--- Aim ---
Copy out the lines of the items below, from the line containing "the pigeon head" through the end of the items, both ends included. Leave the pictures out of your copy.

Coordinate annotation items
##############################

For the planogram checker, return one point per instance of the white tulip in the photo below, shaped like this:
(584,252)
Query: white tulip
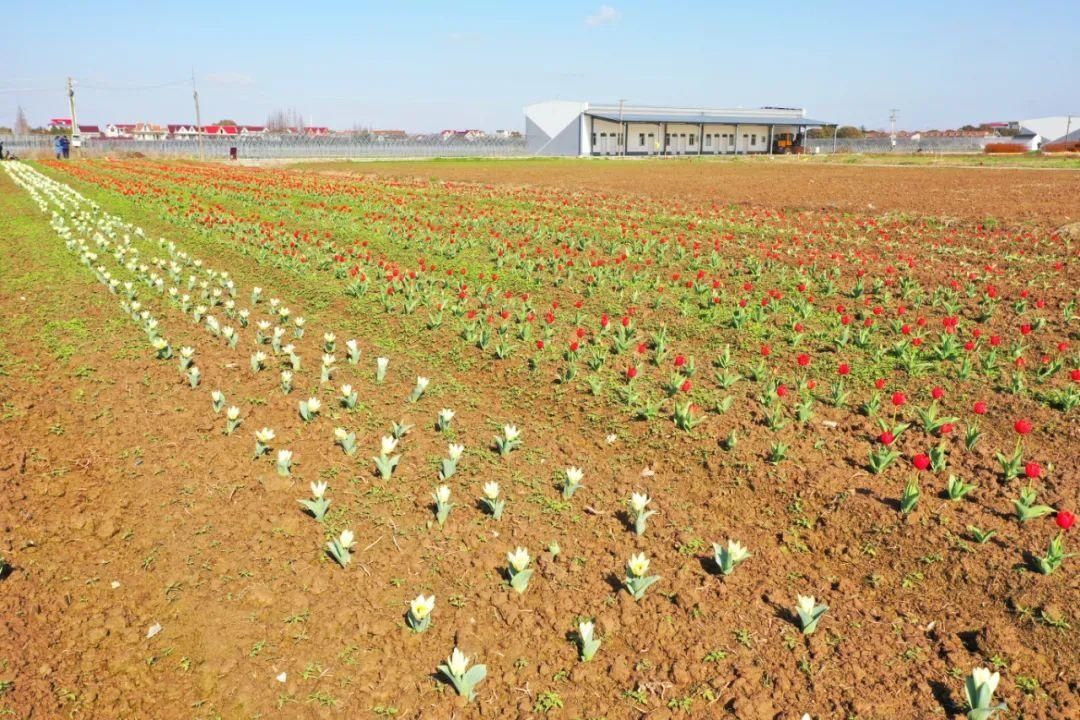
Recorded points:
(982,676)
(638,565)
(638,501)
(518,559)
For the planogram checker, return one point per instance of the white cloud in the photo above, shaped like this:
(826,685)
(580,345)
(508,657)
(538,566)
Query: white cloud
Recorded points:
(229,78)
(603,16)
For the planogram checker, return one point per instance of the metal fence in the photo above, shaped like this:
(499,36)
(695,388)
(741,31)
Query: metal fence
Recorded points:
(331,146)
(904,146)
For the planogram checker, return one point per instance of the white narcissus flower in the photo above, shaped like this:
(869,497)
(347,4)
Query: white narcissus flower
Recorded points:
(518,559)
(421,607)
(638,501)
(638,565)
(458,663)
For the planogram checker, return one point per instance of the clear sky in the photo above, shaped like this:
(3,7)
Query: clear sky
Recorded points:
(420,65)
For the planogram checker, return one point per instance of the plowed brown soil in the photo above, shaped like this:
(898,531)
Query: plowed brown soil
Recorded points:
(125,505)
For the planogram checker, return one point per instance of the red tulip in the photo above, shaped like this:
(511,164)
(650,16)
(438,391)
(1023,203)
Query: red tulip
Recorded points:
(1065,519)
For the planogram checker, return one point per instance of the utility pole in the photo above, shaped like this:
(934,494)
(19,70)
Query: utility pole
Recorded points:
(75,123)
(194,94)
(622,130)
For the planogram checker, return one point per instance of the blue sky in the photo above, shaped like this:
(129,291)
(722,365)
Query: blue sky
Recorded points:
(423,66)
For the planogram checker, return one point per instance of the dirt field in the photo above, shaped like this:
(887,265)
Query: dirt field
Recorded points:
(1006,193)
(125,506)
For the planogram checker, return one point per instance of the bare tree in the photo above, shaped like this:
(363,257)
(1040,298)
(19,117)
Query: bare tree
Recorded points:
(22,125)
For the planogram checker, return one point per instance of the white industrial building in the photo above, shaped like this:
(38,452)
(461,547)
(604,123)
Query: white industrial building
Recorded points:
(585,128)
(1054,128)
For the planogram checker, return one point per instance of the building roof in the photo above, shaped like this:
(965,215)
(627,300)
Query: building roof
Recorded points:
(709,119)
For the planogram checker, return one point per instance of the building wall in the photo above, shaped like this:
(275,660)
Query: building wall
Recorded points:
(605,138)
(554,128)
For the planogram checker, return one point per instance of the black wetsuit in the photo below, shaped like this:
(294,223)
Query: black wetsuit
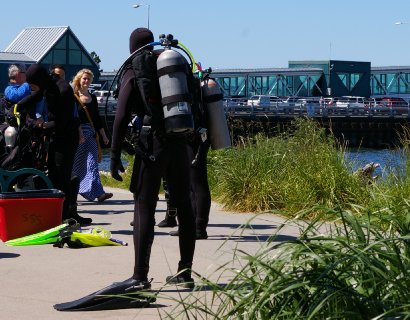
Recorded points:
(172,159)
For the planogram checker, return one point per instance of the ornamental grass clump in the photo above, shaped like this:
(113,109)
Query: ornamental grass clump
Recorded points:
(349,269)
(298,169)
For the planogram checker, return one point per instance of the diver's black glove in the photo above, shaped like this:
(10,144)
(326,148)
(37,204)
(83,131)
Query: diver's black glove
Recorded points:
(115,166)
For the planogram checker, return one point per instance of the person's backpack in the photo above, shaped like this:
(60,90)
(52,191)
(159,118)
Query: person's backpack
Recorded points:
(6,111)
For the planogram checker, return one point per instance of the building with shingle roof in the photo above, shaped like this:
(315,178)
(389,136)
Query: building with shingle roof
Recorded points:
(47,46)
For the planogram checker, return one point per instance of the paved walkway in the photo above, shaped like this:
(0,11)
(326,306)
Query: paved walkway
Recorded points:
(34,278)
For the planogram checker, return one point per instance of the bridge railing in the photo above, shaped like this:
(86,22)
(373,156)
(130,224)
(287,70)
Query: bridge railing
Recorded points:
(240,108)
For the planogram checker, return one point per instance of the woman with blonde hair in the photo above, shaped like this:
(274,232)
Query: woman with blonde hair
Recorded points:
(86,158)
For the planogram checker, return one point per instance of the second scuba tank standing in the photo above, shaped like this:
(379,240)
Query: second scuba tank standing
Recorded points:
(218,132)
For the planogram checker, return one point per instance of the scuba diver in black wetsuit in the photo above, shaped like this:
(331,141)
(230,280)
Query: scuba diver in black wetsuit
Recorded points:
(200,194)
(154,85)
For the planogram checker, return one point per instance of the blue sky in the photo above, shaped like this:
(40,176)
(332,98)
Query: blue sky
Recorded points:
(230,34)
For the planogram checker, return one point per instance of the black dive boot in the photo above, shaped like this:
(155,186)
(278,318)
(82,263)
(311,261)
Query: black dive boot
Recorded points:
(170,220)
(182,278)
(130,293)
(72,203)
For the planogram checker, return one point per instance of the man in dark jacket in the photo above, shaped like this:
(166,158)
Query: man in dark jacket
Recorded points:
(63,124)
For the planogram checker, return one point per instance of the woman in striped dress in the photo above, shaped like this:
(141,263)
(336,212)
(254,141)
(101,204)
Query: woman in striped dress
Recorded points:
(86,158)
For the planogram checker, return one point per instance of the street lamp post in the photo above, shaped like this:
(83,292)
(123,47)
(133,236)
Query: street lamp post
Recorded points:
(140,5)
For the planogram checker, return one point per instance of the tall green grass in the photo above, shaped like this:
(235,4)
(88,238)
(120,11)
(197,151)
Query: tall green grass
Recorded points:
(296,170)
(347,269)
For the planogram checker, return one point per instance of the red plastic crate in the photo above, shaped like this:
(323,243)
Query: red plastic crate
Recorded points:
(28,212)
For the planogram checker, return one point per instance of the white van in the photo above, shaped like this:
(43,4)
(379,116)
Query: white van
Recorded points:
(259,101)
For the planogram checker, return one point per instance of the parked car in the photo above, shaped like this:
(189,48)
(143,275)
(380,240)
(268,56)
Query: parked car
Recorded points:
(395,105)
(105,97)
(353,104)
(259,101)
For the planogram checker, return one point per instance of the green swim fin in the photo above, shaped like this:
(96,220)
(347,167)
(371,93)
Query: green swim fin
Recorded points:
(44,237)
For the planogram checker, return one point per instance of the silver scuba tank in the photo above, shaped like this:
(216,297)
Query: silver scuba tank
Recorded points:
(176,100)
(218,132)
(10,136)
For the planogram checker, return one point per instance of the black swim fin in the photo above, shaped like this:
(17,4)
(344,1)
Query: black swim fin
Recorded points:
(130,293)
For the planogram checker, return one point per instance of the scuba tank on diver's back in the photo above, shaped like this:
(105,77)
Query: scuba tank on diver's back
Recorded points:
(172,69)
(218,132)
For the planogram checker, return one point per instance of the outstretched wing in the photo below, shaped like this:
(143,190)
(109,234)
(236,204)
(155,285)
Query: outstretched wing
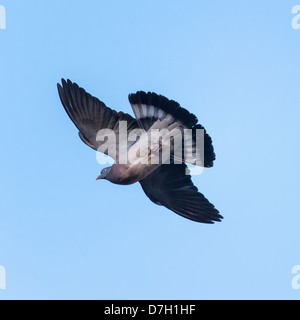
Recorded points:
(171,186)
(90,115)
(151,107)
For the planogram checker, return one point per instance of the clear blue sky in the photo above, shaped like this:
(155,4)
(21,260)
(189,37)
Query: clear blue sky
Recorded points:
(235,64)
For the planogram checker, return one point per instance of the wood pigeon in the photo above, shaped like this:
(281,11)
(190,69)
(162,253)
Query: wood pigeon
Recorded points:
(166,183)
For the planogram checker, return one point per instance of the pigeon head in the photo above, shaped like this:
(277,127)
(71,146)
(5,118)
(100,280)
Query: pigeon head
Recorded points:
(104,173)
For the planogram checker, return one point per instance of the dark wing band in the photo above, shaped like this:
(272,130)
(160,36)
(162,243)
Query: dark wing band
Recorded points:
(90,115)
(171,187)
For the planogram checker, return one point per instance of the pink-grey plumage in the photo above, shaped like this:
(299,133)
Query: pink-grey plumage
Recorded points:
(168,185)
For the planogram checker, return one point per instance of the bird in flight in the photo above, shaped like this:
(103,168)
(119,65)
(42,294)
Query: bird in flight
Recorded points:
(138,157)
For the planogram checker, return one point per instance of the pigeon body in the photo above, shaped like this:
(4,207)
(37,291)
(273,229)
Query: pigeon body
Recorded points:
(139,157)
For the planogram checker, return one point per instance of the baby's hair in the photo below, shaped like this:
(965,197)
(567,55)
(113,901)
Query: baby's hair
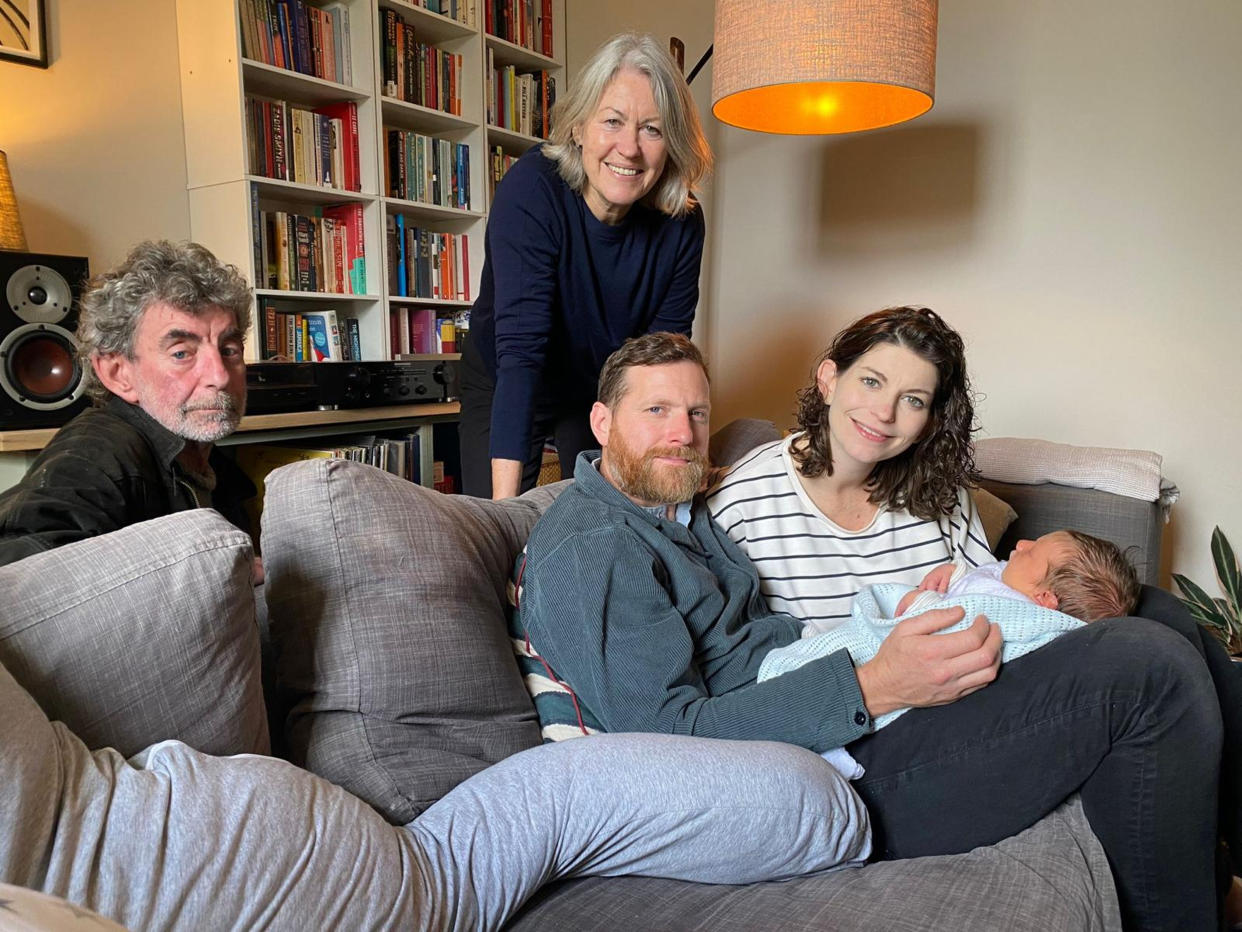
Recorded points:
(1097,582)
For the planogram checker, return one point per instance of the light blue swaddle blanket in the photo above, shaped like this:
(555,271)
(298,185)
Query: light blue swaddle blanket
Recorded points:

##############################

--- Result of this task ---
For the planogram checker, return one point per instance of the pigeon head in the photo above, shaped like this:
(277,127)
(71,146)
(5,118)
(100,280)
Query: pigeon head
Recorded points:
(104,173)
For the planogram checker, return one point per instance of the dark wing band in the photo above, shaped like this:
(272,130)
(160,36)
(162,243)
Query: dark wing band
Recorded points:
(90,115)
(171,187)
For the planogram checker, return one point per instance of the pink-grey plumage in the photo above, shaped like this:
(299,133)
Query: pink-grey plumage
Recorded points:
(168,185)
For the planogram checker, return one point per instance of the bird in flight in the photo above, shaped like this:
(103,168)
(119,65)
(42,294)
Query: bird in flight
Recorded points:
(138,157)
For the planogram checker, return one point per instance of the pigeon body in the photo above, shaped like this:
(4,207)
(37,291)
(273,229)
Query: pigeon body
Recorded points:
(139,157)
For the planogram checker, return one point per instance of the baby's hair in the photo below, shaped like this:
(965,197)
(567,55)
(113,901)
Query: baby's hair
Recorded points:
(1097,582)
For the planogram checker, return one point per instance of the light blue swaddle blanket in the photo above, shaped like this:
(555,271)
(298,185)
Query: light blue swaddle blanket
Recorded points:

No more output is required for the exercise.